• [WHAT IS REQUIRED]
Could you update the data below by replacing "one object per box" with "a single object for each box" wherever it appears, keeping everything else unchanged?

• [RECORDED DATA]
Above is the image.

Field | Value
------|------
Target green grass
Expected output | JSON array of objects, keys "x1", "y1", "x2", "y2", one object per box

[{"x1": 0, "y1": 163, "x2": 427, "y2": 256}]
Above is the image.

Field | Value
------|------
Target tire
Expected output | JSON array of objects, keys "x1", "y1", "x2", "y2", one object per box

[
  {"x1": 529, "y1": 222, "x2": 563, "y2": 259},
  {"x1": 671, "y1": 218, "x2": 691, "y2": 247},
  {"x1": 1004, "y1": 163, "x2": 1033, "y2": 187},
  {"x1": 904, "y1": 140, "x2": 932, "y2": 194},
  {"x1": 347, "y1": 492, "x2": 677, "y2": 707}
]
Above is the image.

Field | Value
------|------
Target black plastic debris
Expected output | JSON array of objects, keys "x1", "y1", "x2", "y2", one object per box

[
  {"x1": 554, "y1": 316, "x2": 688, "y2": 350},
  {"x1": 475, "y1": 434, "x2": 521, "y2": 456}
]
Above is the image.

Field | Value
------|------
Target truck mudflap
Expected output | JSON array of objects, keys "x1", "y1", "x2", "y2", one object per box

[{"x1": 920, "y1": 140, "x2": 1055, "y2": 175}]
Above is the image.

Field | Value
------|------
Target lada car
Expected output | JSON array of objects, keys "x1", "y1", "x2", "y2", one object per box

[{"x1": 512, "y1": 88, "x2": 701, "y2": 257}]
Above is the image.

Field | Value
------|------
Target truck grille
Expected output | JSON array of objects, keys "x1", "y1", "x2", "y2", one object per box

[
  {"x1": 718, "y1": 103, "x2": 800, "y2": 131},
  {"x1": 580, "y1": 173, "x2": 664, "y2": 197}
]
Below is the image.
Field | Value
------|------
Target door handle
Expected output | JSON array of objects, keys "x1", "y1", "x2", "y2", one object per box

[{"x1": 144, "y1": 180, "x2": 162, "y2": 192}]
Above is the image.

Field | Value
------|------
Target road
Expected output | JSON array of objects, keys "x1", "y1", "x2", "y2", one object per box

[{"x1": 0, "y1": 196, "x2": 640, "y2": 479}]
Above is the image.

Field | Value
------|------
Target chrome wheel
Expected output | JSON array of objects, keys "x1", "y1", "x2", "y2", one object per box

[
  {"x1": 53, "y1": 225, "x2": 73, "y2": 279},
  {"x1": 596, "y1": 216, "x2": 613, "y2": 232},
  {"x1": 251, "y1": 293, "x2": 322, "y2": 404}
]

• [WORKED SOLUTION]
Above is the image.

Field | Value
------|------
Target green grass
Expected output | JSON array of objects, keys "x1", "y1", "x2", "y2", a single object for each box

[{"x1": 0, "y1": 163, "x2": 427, "y2": 256}]
Above is the image.

Field | Value
------|------
Target tire
Expected output | JSON array of objects, keys "x1", "y1", "x2", "y2", a single object for each box

[
  {"x1": 529, "y1": 222, "x2": 563, "y2": 259},
  {"x1": 671, "y1": 218, "x2": 691, "y2": 247},
  {"x1": 1004, "y1": 163, "x2": 1033, "y2": 187},
  {"x1": 904, "y1": 140, "x2": 932, "y2": 194},
  {"x1": 347, "y1": 492, "x2": 677, "y2": 707}
]
Above is the image.

Field | Value
------|------
Target black plastic debris
Expected output | JSON array of objects, keys "x1", "y1", "x2", "y2", a single object for each box

[
  {"x1": 554, "y1": 316, "x2": 688, "y2": 350},
  {"x1": 475, "y1": 434, "x2": 521, "y2": 456}
]
Above is the image.

Field | Value
------|------
Target truck mudflap
Expected output | JSON array of objects, keys "x1", "y1", "x2", "y2", a single object for each box

[{"x1": 920, "y1": 140, "x2": 1055, "y2": 175}]
Above is the image.

Field | Value
------|------
Target lada car
Expected output | JSON array of objects, keys "x1", "y1", "x2", "y2", a single object for each box

[{"x1": 512, "y1": 88, "x2": 701, "y2": 257}]
Above is the image.

Field | Value
------|------
Target truck grille
Expected output | JSON array of objects, keys "x1", "y1", "x2", "y2", a single object for each box

[
  {"x1": 718, "y1": 103, "x2": 800, "y2": 131},
  {"x1": 580, "y1": 173, "x2": 664, "y2": 197}
]
Below is the image.
Field | Value
------|------
Target door handle
Expected output | JSON array of objects, keys "x1", "y1", "x2", "y2", a single object for each box

[{"x1": 144, "y1": 180, "x2": 162, "y2": 192}]
Above is the image.

Field | Value
------|------
Target road
Expected output | JSON array of objects, keys "x1", "y1", "x2", "y2", a single object for each box

[{"x1": 0, "y1": 196, "x2": 640, "y2": 479}]
Above is the image.

Field | Value
------|------
Target chrome wheel
Expected output | JSON array of objects, keys "x1", "y1", "x2", "y2", a single object for each box

[
  {"x1": 53, "y1": 225, "x2": 73, "y2": 279},
  {"x1": 596, "y1": 216, "x2": 613, "y2": 232},
  {"x1": 251, "y1": 293, "x2": 322, "y2": 404}
]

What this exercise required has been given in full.